# [WHAT YOU WILL DO]
Each of the records below must be reproduced exactly.

(Stored items from a collection)
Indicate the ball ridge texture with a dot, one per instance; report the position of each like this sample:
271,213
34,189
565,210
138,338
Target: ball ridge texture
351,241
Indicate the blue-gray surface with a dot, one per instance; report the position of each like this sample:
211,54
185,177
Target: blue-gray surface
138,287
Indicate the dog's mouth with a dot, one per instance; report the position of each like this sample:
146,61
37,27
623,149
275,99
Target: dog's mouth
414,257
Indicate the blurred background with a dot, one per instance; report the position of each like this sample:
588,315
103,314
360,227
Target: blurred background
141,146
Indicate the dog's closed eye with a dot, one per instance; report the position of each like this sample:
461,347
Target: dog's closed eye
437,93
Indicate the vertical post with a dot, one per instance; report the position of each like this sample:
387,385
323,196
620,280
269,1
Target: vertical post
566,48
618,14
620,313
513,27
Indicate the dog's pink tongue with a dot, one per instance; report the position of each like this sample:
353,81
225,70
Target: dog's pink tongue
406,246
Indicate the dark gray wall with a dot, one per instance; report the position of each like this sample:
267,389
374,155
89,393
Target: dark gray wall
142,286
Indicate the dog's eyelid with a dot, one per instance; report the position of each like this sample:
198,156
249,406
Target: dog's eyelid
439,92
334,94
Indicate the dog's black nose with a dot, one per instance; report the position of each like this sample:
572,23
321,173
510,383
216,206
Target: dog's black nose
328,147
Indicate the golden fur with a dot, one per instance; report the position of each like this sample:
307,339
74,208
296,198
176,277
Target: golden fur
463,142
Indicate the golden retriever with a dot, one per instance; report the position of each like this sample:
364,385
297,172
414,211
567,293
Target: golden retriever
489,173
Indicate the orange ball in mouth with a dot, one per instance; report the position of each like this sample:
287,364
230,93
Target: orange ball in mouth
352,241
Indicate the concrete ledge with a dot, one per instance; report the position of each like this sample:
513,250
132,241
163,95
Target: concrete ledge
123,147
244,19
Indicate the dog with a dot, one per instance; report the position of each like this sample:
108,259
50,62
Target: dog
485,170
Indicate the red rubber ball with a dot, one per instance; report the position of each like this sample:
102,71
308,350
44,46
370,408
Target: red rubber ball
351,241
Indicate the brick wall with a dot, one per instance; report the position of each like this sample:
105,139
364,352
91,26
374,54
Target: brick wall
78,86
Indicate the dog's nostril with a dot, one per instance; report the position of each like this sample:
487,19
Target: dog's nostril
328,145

# [RESPONSE TO THE EXERCISE]
Indicate the ball ridge texture with a dot, one per instance; report the position of each like this sample:
271,213
34,189
565,210
138,338
Target: ball ridge texture
351,241
Indicate the blue-gray surface with a dot, one per instance; report the position of each like this sample:
211,54
185,177
Target: blue-gray surface
138,287
Indicate the dog's mouth with a dot, one per instance; report the position of each like this sample:
146,61
37,27
623,149
275,99
Target: dog's mouth
414,257
Indicate the blurred background with a dot, one per instance; report the position of each like this sample:
588,315
103,314
360,227
Target: blurred background
141,146
Indicate the dog's closed eye with a dot, one per instance; report the position of each like this sample:
461,347
Target: dog's closed eye
437,93
Indicate the vertical post with a dot, one per instance; report the position of each like this sample:
387,385
323,196
620,280
269,1
Target: vertical post
566,48
618,14
620,313
513,27
Indicate the dog's pink tongue with a dot, one per instance; report the position of each like this sample:
353,81
225,70
Target: dog's pink tongue
406,246
Indicate the dark gray wall with a dot, one per instance; report the position of each like this sample:
267,389
374,155
89,393
Target: dark gray wall
142,286
Indicate the dog's eyelid with a dot, one per instance; report the position of each like this sample:
198,156
249,406
Target: dog's eyelid
439,92
334,94
Indicate the dog's black nose with a dot, one per instance; report the position of each like this sample:
572,23
321,173
510,383
216,206
Target: dog's black nose
328,147
Indicate the golden fur with a dot, one per instance; report the position of each like this sample:
307,339
74,208
296,198
176,277
Target: golden fur
463,142
Indicate the golden retriever with a dot, one per instance; report the position of each like this sample:
364,385
297,172
414,211
567,293
Target: golden retriever
489,173
Indicate the orange ball in mouth with a dot, one per instance; report the position of each like this sample:
287,364
230,93
Target: orange ball in mouth
352,241
Indicate the concrete ledge with a dot, one per instance; report the position of each like this sample:
513,250
132,241
163,95
Target: concrete ledge
123,147
244,19
Indicate the dog with a dot, one per instance; report the position of each like this sample:
108,259
50,62
Target: dog
485,170
Indicate the red rubber ball with a dot, one per instance; report the position of each like this sample:
102,71
308,350
44,46
370,408
Target: red rubber ball
351,241
Indicate the brick wall with a dot, one per instance; report the position of each like this sample:
105,139
364,352
91,26
374,54
Target: brick wall
78,86
Indicate the dog's nostril with a dot, one per instance; report the position of each like this sample:
487,19
Target: dog's nostril
328,145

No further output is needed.